▶ SOURCE DOCUMENT:
○ ○ ○ ○ ○

Be aware - this the size of the data in Work-RAM. I can still add compression to the my game and potentially decrease the size of the second-layer data in ROM.

Interestingly, the MetaTile drawing code is slightly faster than storing the raw tilemap data in Work-RAM3. This is because I made the buffers and VRAM map MetaTile aligned, halving the number of buffer and map wrapping tests in the drawing code.

Adding MetaTiles did introduce a few more bugs to the code and made my tilemap seam problems worse. It took a few days to bugfix and verify the scrolling code works, but again the saving are worth it (even if I cannot find an easy way to vertically center the viewport).

Callbacks

How does the game code interact with the second-layer subsystem? Through a callback. On every frame an sl_callback function pointer is called, which is responsible for scrolling the second-layer (if PART_OF_ROOM is false) and HDMA effects on the second layer.

To simplify the upcoming HDMA code, the sl_callback is responsible for calling the scroll_tilemap() function. The will allow the callback to access the xScrollShadow and yScrollShadow variables after they have been modified by scroll_tilemap().

To implement sl_callbacks I reused the room-events subsystem. sl_callback parameters are declared in the mappings.json file. Currently these parameters are split across two data structures: 8 bytes of second_layer data and 2 bytes of room data.

mappings.json
 "sl_callbacks": [
   {
     "name": "fixed_velocity",
     "source": "fixed-velocity",
     "sl_parameters": [
       {
         "name": "xPos",
         "comment": "The starting x-position",
         "type": "u16"

○ ○ ○ ○ ○

▶ SUPPLIED MATERIAL:
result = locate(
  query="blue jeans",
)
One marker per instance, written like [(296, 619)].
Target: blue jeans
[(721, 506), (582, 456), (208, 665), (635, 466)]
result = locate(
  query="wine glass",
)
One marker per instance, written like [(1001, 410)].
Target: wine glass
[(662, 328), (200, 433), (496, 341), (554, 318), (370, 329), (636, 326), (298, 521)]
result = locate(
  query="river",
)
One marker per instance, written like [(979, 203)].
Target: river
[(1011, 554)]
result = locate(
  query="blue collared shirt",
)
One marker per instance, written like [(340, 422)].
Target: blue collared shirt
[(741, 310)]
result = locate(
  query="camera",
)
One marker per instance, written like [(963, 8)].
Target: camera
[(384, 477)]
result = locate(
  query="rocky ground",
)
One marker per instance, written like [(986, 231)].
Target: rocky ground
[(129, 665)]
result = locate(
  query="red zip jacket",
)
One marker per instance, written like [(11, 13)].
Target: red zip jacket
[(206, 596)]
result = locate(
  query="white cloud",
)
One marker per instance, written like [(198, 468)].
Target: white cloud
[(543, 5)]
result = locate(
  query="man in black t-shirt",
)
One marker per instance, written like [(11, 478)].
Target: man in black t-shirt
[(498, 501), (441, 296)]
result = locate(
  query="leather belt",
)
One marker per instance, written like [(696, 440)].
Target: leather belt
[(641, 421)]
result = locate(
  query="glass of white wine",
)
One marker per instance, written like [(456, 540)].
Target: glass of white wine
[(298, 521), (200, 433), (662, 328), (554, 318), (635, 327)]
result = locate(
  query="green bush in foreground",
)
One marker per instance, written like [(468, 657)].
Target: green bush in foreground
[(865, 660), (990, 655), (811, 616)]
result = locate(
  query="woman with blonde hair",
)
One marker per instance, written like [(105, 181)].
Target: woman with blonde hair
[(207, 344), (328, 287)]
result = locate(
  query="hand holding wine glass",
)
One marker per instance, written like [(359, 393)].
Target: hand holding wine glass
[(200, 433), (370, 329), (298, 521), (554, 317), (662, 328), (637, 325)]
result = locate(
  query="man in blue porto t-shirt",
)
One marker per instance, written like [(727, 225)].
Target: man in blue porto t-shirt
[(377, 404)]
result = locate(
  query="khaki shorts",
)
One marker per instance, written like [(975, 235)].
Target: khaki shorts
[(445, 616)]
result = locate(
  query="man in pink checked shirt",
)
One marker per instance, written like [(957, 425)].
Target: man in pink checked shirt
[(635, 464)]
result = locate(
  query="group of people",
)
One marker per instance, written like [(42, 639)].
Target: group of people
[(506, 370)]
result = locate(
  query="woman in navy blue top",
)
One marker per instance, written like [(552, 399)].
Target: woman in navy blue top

○ ○ ○ ○ ○

▶ DIRECTIONS:
1) In the write-up on the game's second-layer subsystem, which file declares the sl_callback parameters?
2) Continue the write-up on the game's second-layer subsystem from the point where it stops.

▶ RESULTS FOR THE EXERCISE:
1) The mappings.json file.

2)
       },
       {
         "name": "yPos",
         "comment": "The starting y-position",
         "type": "u16"
       },
       {
         "name": "xVelocity",
         "comment": "The x-velocity",
         "type": "sQ4_12"
       },
       {
         "name": "yVelocity",
         "comment": "The y-velocity",
         "type": "sQ4_12"
       }
     ],
     "room_parameters": [
       {
         "name": "stationary_sl",
         "comment": "If true, the second layer will not scroll for this room",
         "type": "bool",
         "default": "false"
       }
     ]
   }
  ]


There are two python scripts that generates two wiz source files. sl-callbacks.wiz contains named aliases to second_layer and room data. While function-tables.wiz contains two function tables, init() and process(), that will be called by the second-layer code.

gen/sl-callbacks.wiz
import "src/memmap";
import "engine/game/second-layer";
import "engine/game/room";

namespace sl_callbacks {

struct U8Position {
    xPos : u8,
    yPos : u8,
};

in lowram {

namespace fixed_velocity {
  // The starting x-position
  // (u16)
  const parameter__xPos @ &second_layer.sl_parameters[0] : u16;

  // The starting y-position
  // (u16)
  const parameter__yPos @ &second_layer.sl_parameters[2] : u16;

  // The x-velocity
  // (sQ4_12)
  const parameter__xVelocity @ &second_layer.sl_parameters[4] : i16;

  // The y-velocity
  // (sQ4_12)
  const parameter__yVelocity @ &second_layer.sl_parameters[6] : i16;


  // If true, the second layer will not scroll for this room
  // (bool)
  const parameter__stationary_sl @ &room.sl_parameters[0] : u8;
}

}
}
gen/function-tables.wiz
namespace sl_callbacks {

let N_SECOND_LAYER_FUNCTIONS = 2;

// Called when the second layer is loaded,
// before the tilemap is transferred to VRAM.
//
// This callback is allowed to setup HDMA effects.
// DB = 0x7e
#[mem8, idx8]
const init_function_table : [ func() ; 2 ] = [
  sl_callbacks.null_function,
  sl_callbacks.fixed_velocity.init,
];

// Called once per frame
// DB = 0x7e
#[mem8, idx8]
const process_function_table : [ func() ; 2 ] = [
  sl_callbacks.null_function,
  sl_callbacks.fixed_velocity.process,
];

}


Now that the resources compiler and the game code agree on the sl_callback parameters, the game code can be compiled. Next, the resources are compiled, with the resource compilers populating the sl_callback parameter bytes with the values from the second-layer json input and <properties> tag of the Tiled room tmx files.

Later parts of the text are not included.